BEGIN DATASET ENTRIES
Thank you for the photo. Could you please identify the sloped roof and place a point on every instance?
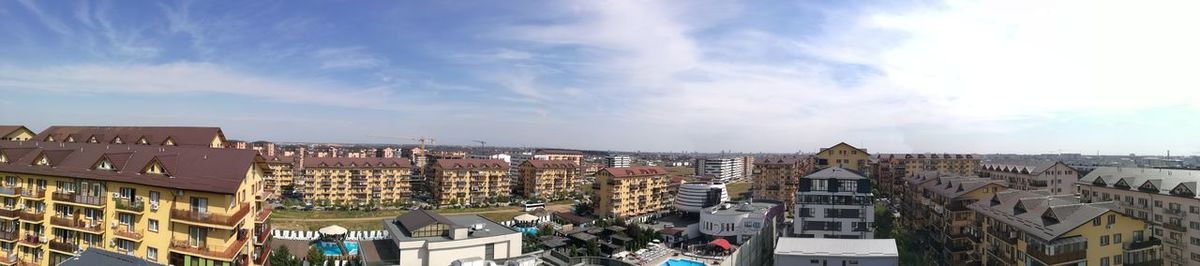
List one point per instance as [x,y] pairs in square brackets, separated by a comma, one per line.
[219,170]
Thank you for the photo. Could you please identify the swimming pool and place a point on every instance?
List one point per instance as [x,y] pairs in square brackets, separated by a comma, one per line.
[682,263]
[330,248]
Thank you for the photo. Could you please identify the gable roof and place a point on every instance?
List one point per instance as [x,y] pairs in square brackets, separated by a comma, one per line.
[219,170]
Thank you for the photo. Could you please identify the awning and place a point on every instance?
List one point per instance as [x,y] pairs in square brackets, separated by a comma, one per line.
[720,242]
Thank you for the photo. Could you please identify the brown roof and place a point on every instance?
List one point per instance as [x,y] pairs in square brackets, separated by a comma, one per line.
[154,135]
[346,162]
[635,171]
[552,163]
[471,163]
[217,170]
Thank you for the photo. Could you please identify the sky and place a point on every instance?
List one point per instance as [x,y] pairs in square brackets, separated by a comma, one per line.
[982,77]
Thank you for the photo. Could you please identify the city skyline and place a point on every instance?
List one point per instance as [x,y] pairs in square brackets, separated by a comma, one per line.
[1009,77]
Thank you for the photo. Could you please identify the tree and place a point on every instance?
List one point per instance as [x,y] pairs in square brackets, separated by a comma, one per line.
[281,257]
[316,257]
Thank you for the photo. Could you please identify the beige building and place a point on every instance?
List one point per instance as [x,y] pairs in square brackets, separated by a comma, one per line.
[209,137]
[844,156]
[1165,198]
[547,179]
[1054,176]
[355,181]
[463,182]
[179,205]
[631,192]
[778,179]
[16,133]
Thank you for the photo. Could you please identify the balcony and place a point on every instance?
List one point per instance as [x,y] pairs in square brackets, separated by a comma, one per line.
[70,248]
[1057,258]
[129,205]
[209,218]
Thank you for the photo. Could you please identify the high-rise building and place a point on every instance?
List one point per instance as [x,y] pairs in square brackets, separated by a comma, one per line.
[547,179]
[834,203]
[1038,228]
[1054,176]
[465,182]
[357,181]
[177,205]
[630,193]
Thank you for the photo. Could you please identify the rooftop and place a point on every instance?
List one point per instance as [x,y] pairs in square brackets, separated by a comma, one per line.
[835,247]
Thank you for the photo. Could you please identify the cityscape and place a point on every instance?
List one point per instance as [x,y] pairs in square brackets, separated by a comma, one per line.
[599,133]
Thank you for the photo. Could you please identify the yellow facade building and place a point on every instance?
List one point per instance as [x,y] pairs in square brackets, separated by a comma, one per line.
[547,180]
[465,182]
[844,156]
[631,192]
[174,205]
[357,181]
[1036,228]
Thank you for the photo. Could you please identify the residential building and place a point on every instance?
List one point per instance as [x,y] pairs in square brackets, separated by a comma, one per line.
[16,133]
[778,179]
[618,161]
[1039,228]
[1054,176]
[844,156]
[834,203]
[549,179]
[1164,198]
[737,222]
[695,197]
[357,181]
[945,205]
[630,192]
[427,239]
[889,169]
[209,137]
[179,205]
[724,169]
[834,252]
[469,181]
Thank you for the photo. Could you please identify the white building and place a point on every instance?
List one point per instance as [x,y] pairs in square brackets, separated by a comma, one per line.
[834,252]
[724,169]
[738,222]
[427,239]
[834,203]
[618,161]
[697,195]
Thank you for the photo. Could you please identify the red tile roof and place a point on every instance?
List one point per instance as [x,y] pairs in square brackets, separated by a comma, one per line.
[219,170]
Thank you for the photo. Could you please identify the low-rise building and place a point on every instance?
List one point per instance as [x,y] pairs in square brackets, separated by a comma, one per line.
[427,239]
[834,252]
[834,203]
[1038,228]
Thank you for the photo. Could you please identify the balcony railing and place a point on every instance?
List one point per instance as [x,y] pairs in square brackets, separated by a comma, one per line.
[211,218]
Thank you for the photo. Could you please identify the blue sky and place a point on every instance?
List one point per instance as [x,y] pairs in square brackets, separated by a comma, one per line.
[1030,77]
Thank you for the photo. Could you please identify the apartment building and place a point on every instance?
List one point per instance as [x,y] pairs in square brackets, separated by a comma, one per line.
[1038,228]
[16,133]
[834,203]
[355,181]
[469,181]
[778,179]
[724,169]
[549,179]
[203,137]
[889,169]
[844,156]
[1054,176]
[1164,198]
[633,192]
[179,205]
[948,229]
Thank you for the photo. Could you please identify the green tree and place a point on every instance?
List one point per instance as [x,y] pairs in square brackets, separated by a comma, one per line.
END DATASET ENTRIES
§ WORK TO COMPLETE
Set down only these lines, exactly: the line containing "Thank you for the photo. Could you please identify the low-rise" and each line after it, through the end of the listing.

§ SOLUTION FOR THIS PROBLEM
Thank you for the photo. Could you please identify the low-rise building and place a point on every instance?
List one point per instance as [x,y] pairs in square brackets, separated by a comma, one per line.
[427,239]
[834,252]
[834,203]
[1038,228]
Thank you for the photo. Could you please identify the balcony railing and place a point on every instance?
List one point per instance as [x,y] pairs in square brackets, separated by a comma, one per line.
[211,218]
Thank you for the photo. Could you please identify the blue sky and place a point on every instance?
List one point per instance as [x,y] pairs in square brackets, separated by a comma, one per line.
[1030,77]
Thank you for the photo. Could you please identify the apartment building and place a point on every instance?
List one point per instance as [x,y] pairs in square brackets, separated by a comma, one per line.
[1038,228]
[16,133]
[834,203]
[355,181]
[469,181]
[778,179]
[724,169]
[549,179]
[203,137]
[889,169]
[844,156]
[1054,176]
[1164,198]
[633,192]
[179,205]
[948,229]
Thank you for the photo. Could you please identify the green tree and place a point on every instance?
List one point per instance as [x,y] pairs in square brackets, separated by a comma, one per line.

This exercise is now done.